#### Passage given ####

IBM 1130 at National Museum of Computing, Milton Keynes, England, UK
Our light panel represents the left half of the black rectangle you can see to the right of the red 'emergency pull" switch. 

LED driver boards
 Prototype boards implementing a chain of three MAX7219 chips that will drive 192 LEDs based on data sent over a three wire serial protocol link from the recreated 1130 FPGA board. This board operates at 5V and has a level shifting 74HCT00 chip to permit it to operate with signals from the FPGA which are based on 3.3V logic levels. 



Switch/Button input multiplexor board
 The board shown above will take 32 button or switch contacts and multiplex them over a two wire I2C serial bus to the FPGA 1130 machine. The board operates at 3.3V to interface with the FPGA board, but has level shifting chips to allow 5V logic levels for inputs. It is used with the debouncer board below. The buttons, toggle switches and rotary switches of the 1130 console, except for the 16 toggle switches that are mounted on the console printer faceplate, are routed through this concentrator and into the hardware on the FPGA board. Uses an MCP23017 to multiplex signals and several 74HC4050 level shifter buffers which tolerate 5V inputs and produce legal 3.3V outputs.

#### Records supplied ####

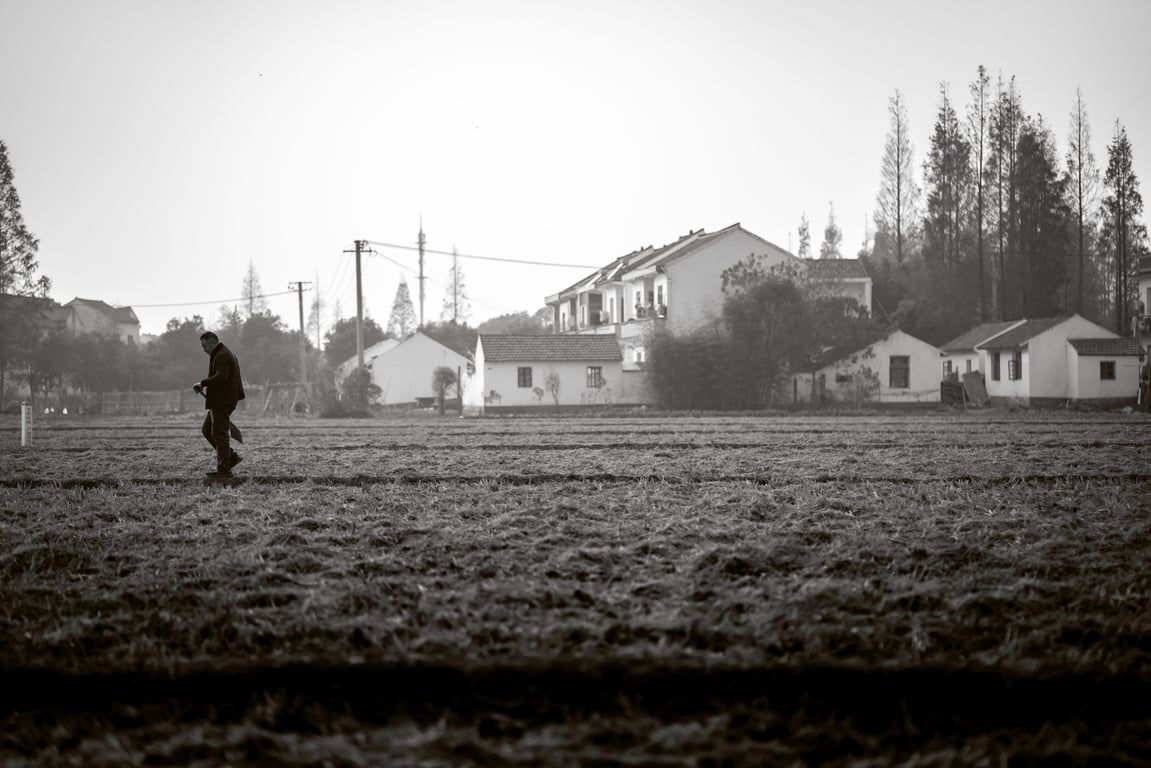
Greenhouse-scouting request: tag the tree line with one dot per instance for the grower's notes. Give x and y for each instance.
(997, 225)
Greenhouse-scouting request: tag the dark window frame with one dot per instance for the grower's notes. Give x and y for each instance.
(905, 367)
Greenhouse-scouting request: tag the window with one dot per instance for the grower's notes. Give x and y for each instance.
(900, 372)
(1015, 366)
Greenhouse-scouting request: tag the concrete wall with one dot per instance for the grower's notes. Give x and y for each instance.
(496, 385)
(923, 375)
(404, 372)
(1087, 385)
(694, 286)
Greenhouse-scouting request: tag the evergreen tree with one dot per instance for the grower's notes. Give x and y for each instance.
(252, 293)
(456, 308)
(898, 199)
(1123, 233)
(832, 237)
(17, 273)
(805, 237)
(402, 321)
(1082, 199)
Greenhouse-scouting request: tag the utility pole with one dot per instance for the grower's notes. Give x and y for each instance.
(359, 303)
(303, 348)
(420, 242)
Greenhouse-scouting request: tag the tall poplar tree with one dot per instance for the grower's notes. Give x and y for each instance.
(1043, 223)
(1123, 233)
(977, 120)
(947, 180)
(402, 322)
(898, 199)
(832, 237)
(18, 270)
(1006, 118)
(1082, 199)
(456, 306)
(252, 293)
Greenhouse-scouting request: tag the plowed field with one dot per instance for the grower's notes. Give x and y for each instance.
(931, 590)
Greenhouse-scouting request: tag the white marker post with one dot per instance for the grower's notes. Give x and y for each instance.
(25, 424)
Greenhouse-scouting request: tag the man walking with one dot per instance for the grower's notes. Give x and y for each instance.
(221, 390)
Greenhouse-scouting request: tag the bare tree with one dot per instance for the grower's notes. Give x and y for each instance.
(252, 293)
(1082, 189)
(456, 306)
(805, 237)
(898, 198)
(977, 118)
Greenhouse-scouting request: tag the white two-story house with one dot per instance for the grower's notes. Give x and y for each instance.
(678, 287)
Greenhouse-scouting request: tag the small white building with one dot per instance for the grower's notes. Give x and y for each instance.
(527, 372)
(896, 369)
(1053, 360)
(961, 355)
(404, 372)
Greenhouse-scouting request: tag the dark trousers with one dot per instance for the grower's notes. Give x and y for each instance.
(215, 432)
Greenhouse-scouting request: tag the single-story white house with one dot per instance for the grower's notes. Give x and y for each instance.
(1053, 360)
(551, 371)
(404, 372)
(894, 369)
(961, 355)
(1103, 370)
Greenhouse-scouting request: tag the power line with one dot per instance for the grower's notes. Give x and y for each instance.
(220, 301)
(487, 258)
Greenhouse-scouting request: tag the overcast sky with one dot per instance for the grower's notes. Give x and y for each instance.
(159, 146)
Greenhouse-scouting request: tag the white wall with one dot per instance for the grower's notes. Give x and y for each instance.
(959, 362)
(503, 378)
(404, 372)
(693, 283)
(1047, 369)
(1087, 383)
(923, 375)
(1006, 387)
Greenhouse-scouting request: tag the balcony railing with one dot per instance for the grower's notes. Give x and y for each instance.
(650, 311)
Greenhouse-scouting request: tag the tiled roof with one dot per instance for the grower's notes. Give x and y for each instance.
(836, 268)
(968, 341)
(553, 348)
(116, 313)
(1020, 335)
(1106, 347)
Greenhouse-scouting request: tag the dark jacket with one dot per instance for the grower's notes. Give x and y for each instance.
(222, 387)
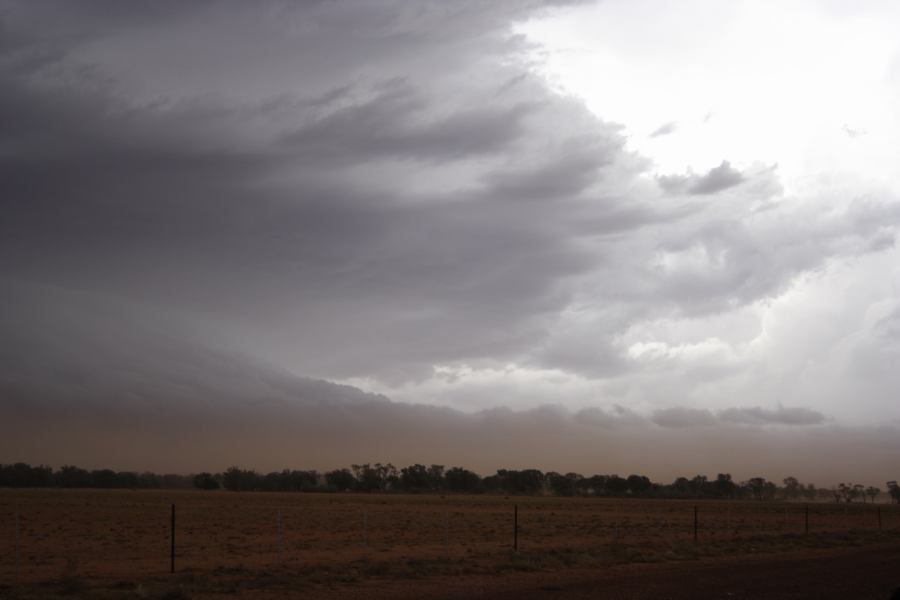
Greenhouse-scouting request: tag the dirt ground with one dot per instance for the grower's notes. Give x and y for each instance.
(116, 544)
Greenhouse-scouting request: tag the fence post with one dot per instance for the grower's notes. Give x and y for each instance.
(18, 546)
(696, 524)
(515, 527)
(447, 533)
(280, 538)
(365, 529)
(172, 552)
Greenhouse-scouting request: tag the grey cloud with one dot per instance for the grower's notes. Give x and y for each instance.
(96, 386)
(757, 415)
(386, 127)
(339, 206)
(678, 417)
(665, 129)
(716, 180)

####

Written instruction.
Using the passage on the IBM 1130 console hardware, answer these:
1. How many LEDs will the chain of three MAX7219 chips drive?
2. What chip lets the LED driver board work with the FPGA's 3.3V signals?
3. What bus carries the multiplexed switch and button signals to the FPGA 1130 machine?

Exercise output.
1. 192
2. A 74HCT00 level shifting chip
3. A two wire I2C serial bus